_TEXTE FOURNI_:
◇ ◇ ◇ ◇
BACK FROM MORAVIA

 

 

Un jour, je ne saurais dire pourquoi, je décide de participer au Moraviaman. Sans doute le désir de changement par rapport aux Ironman précédents que j’ai courus, style Roth ou Frankfurt. Peut-être aussi parce que Fabrice, un ami de longue date, m’avait un jour envoyé un lien vers le site web de ce triathlon perdu au milieu de nulle part… Le côté boyscout de l’expédition en perspective m’avait convaincu.

Fabrice assure rapidement les premiers contacts avec une certaine Sylvie.

Habitués de nous inscrire six à huit mois à l’avance sur les Ironman, nous nous retrouvons ici premiers et seuls inscrits sur la liste des participants.

Avril 2007, à deux mois de la course, on se demande même si le triathlon aura bien lieu !? Non, la liste est enfin publiée sur le website : nous sommes neuf !

Environ 200 inscriptions plus tard, jeudi 21 juin, 14h00, nous voilà en route pour la Moravie.

Petite étape à Prague chez Petr, un membre du BTC qui a sympathiquement proposé à Fabrice de nous héberger dans sa maison.
◇ ◇ ◇ ◇
_CONSIGNES_:
1. D'après le récit du Moraviaman, chez qui le groupe fait-il une étape à Prague ?
2. Relevez tous les prénoms de personnes cités dans le récit du Moraviaman.
◇ ◇ ◇ ◇
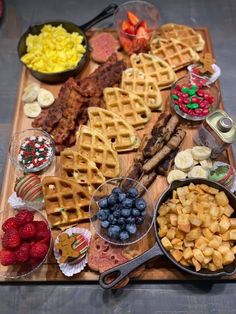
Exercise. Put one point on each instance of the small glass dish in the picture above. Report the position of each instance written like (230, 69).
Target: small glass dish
(29, 164)
(135, 41)
(125, 184)
(23, 269)
(206, 99)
◇ ◇ ◇ ◇
_RÉPONSES_:
1. Chez Petr, un membre du BTC.

2. Fabrice, Sylvie, Petr